- Trecho do texto
Khayelitsha

Khayelitsha, “nova casa” na língua Xhosa. Quarenta e poucos quilômetros do centro de Cape Town, é a maior das antigas townships da África do Sul. Durante os 46 anos de apartheid, as chamadas townships abrigavam todos os “non white”: negros e “coloured people” – uma categoria tão frágil e difícil de lidar que numa mesma família não era difícil encontrar alguém “catalogado” como “white” e outro como “coloured”. Como tudo, mas literal e absolutamente tudo estava demarcado e separado em termos dessas divisões, dá pra imaginar os (no mínimo) contrasensos diários que as pessoas viviam. Dos bancos das praças às próprias cidades, a lógica era white pra cá, non-white pra lá. Bem pra lá, no caso das townships.
Vamos de trem, fugindo ao turismo dos “township tours”, as maneiras “seguras” de ver a vida real da esmagadora maioria dos sul-africanos. É muito fácil ter uma ideia bastante equivocada da vida, por aqui. A presença do império britânico é, claro, muito forte (claro porque, por todos os lugares do planeta por onde esteve, deixou marcas indeléveis), e, num lapso de tempo, parece que estamos em plena Londres. Por isso é preciso sair deste centro, deste miolo de vida como a conhecemos, da vida que parece normal e tão a nossa mesma de todos os dias. Aqui, 5% vivem assim. Vamos à vida dos outros 95%.
Viajamos em terceira classe; pouco difere da primeira, como pudemos constatar logo à chegada a Cape Town. A terceira classe comporta mais pessoas em pé e menos pessoas sentadas, é mais apinhada de gente, e é só. Como o nosso interesse são justamente as pessoas, apreciar a sua proximidade, é o ideal. Com 6 Rands e pouco mais de uma hora, estamos lá. O guia turístico alertou-nos com gravidade de que é arriscado e perigoso ir sozinho, mas mais perigoso será, parece-nos, entrarmos na vida dos que mal têm dinheiro para luz elétrica bem acomodados num aquecido ônibus de turismo. A eletricidade em Khayelitsha é pré-paga, através de cartões à venda em tantos lugares que logo se percebe que é o comum de todos. Os mercados da região vendem  também grandes galões de parafina, usada para iluminar, aquecer e cozinhar, numa alternativa à luz elétrica.

- Trechos dos dados

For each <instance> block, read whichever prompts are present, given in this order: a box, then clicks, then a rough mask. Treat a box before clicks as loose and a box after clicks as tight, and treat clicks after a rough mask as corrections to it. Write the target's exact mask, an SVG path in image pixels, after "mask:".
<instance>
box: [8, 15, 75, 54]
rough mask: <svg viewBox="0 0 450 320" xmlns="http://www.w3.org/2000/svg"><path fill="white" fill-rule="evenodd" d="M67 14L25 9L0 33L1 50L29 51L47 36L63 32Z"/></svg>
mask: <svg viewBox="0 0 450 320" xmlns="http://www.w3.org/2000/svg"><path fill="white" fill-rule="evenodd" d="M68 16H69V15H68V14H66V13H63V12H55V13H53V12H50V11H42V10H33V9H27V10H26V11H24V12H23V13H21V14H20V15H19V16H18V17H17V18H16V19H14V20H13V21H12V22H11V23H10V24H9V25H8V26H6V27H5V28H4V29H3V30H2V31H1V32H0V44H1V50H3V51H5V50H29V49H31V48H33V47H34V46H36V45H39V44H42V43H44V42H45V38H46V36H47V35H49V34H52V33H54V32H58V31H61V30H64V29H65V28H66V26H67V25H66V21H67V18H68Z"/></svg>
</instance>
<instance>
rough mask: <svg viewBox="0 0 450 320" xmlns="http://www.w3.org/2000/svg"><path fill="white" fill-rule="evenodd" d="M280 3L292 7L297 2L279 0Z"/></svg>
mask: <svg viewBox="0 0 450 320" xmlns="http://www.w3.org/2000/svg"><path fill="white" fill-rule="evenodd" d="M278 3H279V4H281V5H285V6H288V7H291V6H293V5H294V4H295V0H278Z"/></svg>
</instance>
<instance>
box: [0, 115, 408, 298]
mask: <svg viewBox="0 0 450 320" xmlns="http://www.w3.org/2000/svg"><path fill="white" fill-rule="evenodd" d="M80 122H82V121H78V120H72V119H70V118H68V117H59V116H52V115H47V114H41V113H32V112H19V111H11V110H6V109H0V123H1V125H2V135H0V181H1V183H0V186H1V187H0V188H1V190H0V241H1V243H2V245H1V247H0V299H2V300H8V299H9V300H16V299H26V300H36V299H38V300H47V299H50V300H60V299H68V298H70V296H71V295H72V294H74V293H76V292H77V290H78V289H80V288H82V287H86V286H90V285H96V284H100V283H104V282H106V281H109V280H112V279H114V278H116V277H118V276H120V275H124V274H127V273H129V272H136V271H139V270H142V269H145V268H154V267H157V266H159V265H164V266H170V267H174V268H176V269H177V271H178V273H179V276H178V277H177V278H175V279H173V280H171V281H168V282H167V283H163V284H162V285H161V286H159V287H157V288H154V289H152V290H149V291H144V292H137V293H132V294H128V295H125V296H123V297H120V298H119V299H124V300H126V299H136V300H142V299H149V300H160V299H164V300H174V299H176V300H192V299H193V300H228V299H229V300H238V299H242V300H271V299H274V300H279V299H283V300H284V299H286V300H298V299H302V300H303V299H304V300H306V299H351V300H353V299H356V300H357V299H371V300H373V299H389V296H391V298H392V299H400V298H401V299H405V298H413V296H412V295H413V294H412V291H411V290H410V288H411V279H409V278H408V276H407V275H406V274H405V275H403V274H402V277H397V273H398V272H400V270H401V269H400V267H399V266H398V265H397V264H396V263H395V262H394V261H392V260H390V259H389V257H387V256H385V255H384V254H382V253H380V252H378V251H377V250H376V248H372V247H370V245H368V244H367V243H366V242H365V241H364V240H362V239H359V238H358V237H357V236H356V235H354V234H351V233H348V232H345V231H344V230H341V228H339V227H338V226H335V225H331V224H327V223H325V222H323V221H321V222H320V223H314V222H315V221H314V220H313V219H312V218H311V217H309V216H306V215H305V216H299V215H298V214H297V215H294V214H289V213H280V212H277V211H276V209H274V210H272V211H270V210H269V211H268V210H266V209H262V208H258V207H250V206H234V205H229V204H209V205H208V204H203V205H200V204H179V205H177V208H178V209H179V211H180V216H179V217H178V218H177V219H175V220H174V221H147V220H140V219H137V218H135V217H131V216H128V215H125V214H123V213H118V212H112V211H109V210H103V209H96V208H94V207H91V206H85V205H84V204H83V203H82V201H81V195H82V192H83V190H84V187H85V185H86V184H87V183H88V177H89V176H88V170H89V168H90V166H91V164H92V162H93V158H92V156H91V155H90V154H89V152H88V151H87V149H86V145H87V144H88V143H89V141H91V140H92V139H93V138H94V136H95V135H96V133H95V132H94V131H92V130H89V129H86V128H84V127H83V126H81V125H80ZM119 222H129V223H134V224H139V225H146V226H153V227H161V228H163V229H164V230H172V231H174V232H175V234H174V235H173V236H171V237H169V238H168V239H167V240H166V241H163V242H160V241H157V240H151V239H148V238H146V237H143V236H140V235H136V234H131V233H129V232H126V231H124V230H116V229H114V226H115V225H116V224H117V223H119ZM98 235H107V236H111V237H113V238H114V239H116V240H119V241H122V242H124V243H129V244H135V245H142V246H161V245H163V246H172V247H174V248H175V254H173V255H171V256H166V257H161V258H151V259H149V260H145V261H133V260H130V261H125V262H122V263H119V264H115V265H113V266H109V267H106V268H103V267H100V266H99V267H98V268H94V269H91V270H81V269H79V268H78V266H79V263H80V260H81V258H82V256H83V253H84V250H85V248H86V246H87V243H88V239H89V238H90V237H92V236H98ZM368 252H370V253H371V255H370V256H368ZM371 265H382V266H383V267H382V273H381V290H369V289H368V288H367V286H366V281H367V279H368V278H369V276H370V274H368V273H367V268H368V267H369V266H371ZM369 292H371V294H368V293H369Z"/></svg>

- Ordem de serviço A
No texto sobre Khayelitsha, qual é o significado do nome "Khayelitsha" na língua Xhosa?
- Ordem de serviço B
Retome o texto sobre Khayelitsha a partir do ponto em que ele termina.

- Resultado do exercício A
Significa "nova casa".

- Resultado do exercício B
Aguarda-nos um mar de casas, a perder de vista. Postes centrais de iluminação, altos e potentes, garantem luz geral.  De longe e de noite, parece quase uma cidade fantasma: as pequenas casas de folha de flandres iluminadas de cima por essa luz mortiça, km e km em todas as direções. 
A alvenaria começa aos poucos a suceder a lata, mas esta ainda predomina. É frio no inverno e calor no verão. Há pouco espaço entre uma e outras, e todos se mantêm mais fora do que dentro.
As crianças, claro, estão por toda a parte. Aliás, todos estão por toda parte – é fim de tarde de feriado. Apesar do frio, as pessoas reúnem-se na rua, as crianças brincam e passeiam em grupos; querem saber quem somos, o que fazemos ali, de onde viemos, quando tempo vamos ficar. Ficam contentes, até orgulhosos, de nos verem ali, uma visita pouco usual nesse mar de ébano – “estou feliz de ver vocês aqui, é bom que não tenham medo, porque este é um lugar de paz”. O inglês, precário, não permite muitas conversas, mas é comovente o abraço que recebemos de todos, o calor que as pessoas emanam e nos deixa muito longe de sentir o perigo e o risco que o guia turístico anunciava. É provável que tenhamos perdido todas as atrações de Kayelitsha – a igreja anglicana que centraliza a imensidão de trabalho solidário feito aqui, as vistas da Table Moutain que já figuram em roteiros internáuticos, os pequenos mercados e as centros de produção de artesanato… Ainda assim, foi melhor desta forma, sem esquemas nem organizações, sem segurança nem preparação, a não ser a interna, aquela que pede, imperativamente, que nos desagraguemos e desacomodemos de nós mesmos, para voltar ao nosso mundo, tão pequeno, tão privilegiado, tão assombrosamente desigual, mais preparados para guardar as lentes de aumento quando em face dos nossos desesperozinhos.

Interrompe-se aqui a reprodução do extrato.